> _Task requirements_: Output exactly the lines below from the one containing "sample | [295, 370]" to the last line, both included. Omit pictures.

(Record extracts Opens)

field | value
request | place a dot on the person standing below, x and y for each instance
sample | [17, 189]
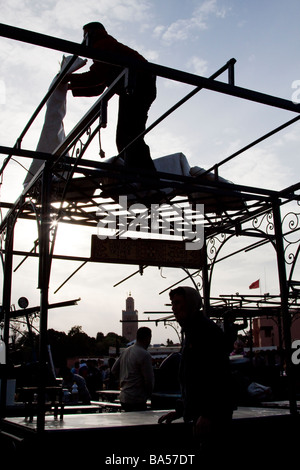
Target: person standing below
[134, 103]
[135, 372]
[204, 375]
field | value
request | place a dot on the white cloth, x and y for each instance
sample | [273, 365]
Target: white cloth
[53, 133]
[135, 371]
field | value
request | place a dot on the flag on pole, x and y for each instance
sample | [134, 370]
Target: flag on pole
[254, 285]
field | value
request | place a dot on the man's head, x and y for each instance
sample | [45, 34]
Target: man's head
[143, 336]
[91, 31]
[186, 301]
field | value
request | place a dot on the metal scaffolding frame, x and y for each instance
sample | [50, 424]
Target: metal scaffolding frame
[232, 210]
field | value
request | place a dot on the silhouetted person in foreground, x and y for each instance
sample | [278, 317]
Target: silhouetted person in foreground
[134, 103]
[204, 376]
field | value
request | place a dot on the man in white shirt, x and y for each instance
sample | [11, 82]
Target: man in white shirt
[135, 372]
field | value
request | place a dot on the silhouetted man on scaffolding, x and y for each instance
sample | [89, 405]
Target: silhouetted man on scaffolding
[133, 105]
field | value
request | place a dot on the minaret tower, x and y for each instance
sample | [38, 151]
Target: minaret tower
[129, 328]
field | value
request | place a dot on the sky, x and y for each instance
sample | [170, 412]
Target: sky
[197, 36]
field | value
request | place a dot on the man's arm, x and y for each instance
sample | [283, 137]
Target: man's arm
[148, 374]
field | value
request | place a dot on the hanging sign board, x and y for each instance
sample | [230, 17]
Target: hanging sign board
[162, 253]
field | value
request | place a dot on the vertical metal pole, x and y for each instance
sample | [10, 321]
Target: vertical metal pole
[205, 281]
[44, 274]
[286, 320]
[6, 302]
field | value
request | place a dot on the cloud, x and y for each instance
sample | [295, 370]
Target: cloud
[182, 29]
[197, 65]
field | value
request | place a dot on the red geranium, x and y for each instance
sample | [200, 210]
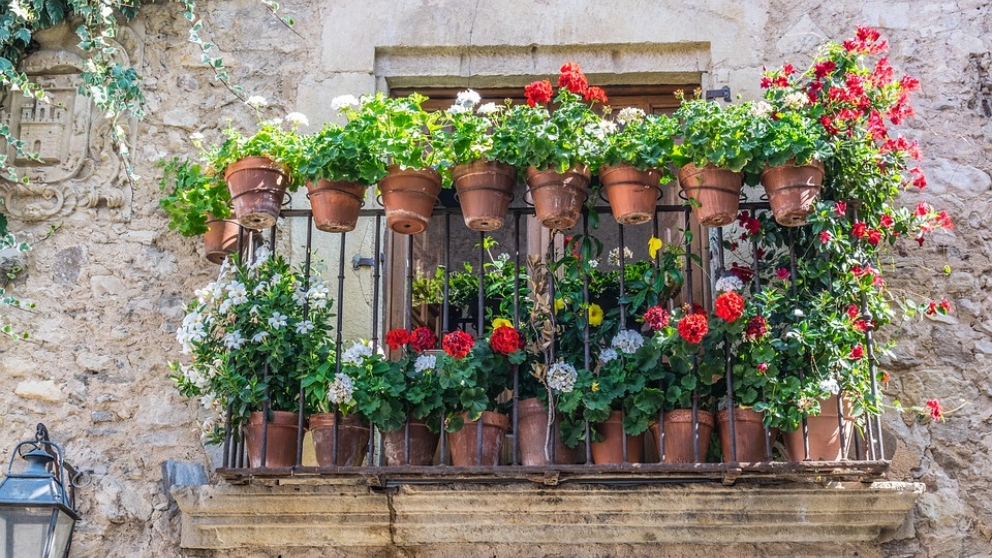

(Record extracts Closes)

> _Answer space_:
sample | [295, 370]
Target: cloud
[182, 29]
[197, 65]
field | value
request | place a dot on the red geranium, x and y for each instance
sample | [200, 210]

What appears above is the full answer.